[Object point labels]
☆ ☆ ☆ ☆ ☆
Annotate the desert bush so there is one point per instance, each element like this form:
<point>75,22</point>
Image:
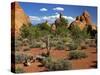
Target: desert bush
<point>76,54</point>
<point>26,48</point>
<point>20,58</point>
<point>19,70</point>
<point>72,46</point>
<point>56,64</point>
<point>83,46</point>
<point>45,54</point>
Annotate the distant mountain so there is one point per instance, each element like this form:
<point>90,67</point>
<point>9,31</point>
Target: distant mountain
<point>18,18</point>
<point>83,20</point>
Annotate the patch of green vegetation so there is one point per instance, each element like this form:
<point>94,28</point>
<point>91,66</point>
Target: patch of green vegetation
<point>19,70</point>
<point>77,54</point>
<point>56,64</point>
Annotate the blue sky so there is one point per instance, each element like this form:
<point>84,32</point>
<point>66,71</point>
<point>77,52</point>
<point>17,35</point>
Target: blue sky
<point>39,12</point>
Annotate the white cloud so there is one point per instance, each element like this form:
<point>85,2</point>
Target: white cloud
<point>58,9</point>
<point>43,9</point>
<point>50,19</point>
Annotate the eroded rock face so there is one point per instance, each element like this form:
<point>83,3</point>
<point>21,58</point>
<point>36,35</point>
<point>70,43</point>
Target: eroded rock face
<point>19,18</point>
<point>83,20</point>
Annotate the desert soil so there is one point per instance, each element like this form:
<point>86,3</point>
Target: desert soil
<point>85,63</point>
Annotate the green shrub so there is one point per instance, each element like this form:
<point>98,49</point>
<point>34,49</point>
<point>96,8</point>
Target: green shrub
<point>19,70</point>
<point>76,54</point>
<point>20,58</point>
<point>26,49</point>
<point>72,46</point>
<point>83,46</point>
<point>54,64</point>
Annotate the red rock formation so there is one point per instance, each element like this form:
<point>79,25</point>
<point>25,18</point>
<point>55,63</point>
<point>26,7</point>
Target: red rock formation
<point>18,18</point>
<point>83,20</point>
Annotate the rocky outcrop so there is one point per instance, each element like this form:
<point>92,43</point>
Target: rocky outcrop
<point>18,18</point>
<point>83,20</point>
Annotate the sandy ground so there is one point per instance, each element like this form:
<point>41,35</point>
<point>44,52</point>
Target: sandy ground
<point>85,63</point>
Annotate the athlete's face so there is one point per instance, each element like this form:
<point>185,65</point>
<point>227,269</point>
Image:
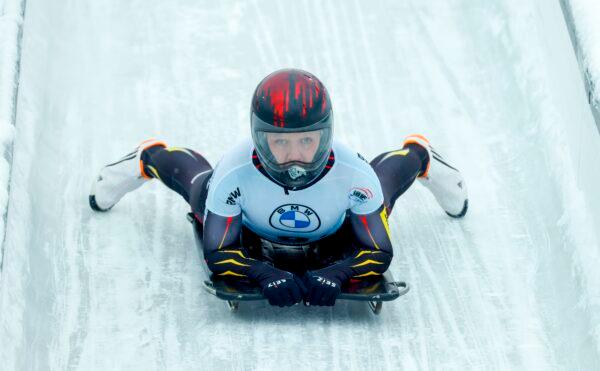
☆ ☆ ☆ ☆ ☆
Do this ▸
Copy out every entry again, changing each "one point per instance" to "a single point for each instance" and keeping everything else the same. Leave out the pictures.

Completed exercise ▸
Annotate the desert bush so there is a single point for each instance, each element like this form:
<point>75,22</point>
Image:
Target: desert bush
<point>76,54</point>
<point>26,48</point>
<point>20,58</point>
<point>19,70</point>
<point>72,46</point>
<point>56,64</point>
<point>83,46</point>
<point>45,54</point>
Annotate the distant mountain so there is a single point for each instance, each element like this form:
<point>90,67</point>
<point>9,31</point>
Target: distant mountain
<point>18,18</point>
<point>83,20</point>
Annotate the patch of green vegetation so there is a single point for each instance, each element like this form:
<point>94,28</point>
<point>91,66</point>
Target: patch of green vegetation
<point>19,70</point>
<point>77,54</point>
<point>56,64</point>
Annotate the blue sky so there is a single point for each instance, each element like this form:
<point>84,32</point>
<point>66,71</point>
<point>77,52</point>
<point>17,35</point>
Target: blue sky
<point>39,12</point>
Annotate the white cloud so there is a single point for each instance, each element like this form:
<point>85,2</point>
Target: white cloud
<point>58,9</point>
<point>43,9</point>
<point>50,19</point>
Annotate the eroded rock face so there is a single point for each instance, each element like this form:
<point>83,3</point>
<point>21,58</point>
<point>36,35</point>
<point>70,43</point>
Target: eroded rock face
<point>19,18</point>
<point>83,20</point>
Annotate the desert soil so there is a single point for each instance, each element like this form:
<point>86,3</point>
Target: desert soil
<point>85,63</point>
Annotate the green shrub so there is a single point for each instance, each element like this form:
<point>98,49</point>
<point>34,49</point>
<point>96,8</point>
Target: green shrub
<point>19,70</point>
<point>76,54</point>
<point>20,58</point>
<point>26,49</point>
<point>72,46</point>
<point>83,46</point>
<point>54,64</point>
Annotate the red rock formation so there is a single point for each instance, each element like this form:
<point>79,25</point>
<point>25,18</point>
<point>55,63</point>
<point>26,7</point>
Target: red rock formation
<point>18,18</point>
<point>83,20</point>
Annotate the rocky outcrop so there is a single point for each instance, each element like this form:
<point>92,43</point>
Target: rocky outcrop
<point>18,18</point>
<point>83,20</point>
Annotate the sandy ground so there is a single point for each instance, each element like this form:
<point>41,35</point>
<point>44,52</point>
Target: sandy ground
<point>85,63</point>
Annotate the athlete's face so there is a single point for each instance, each element like this form:
<point>185,65</point>
<point>227,269</point>
Image:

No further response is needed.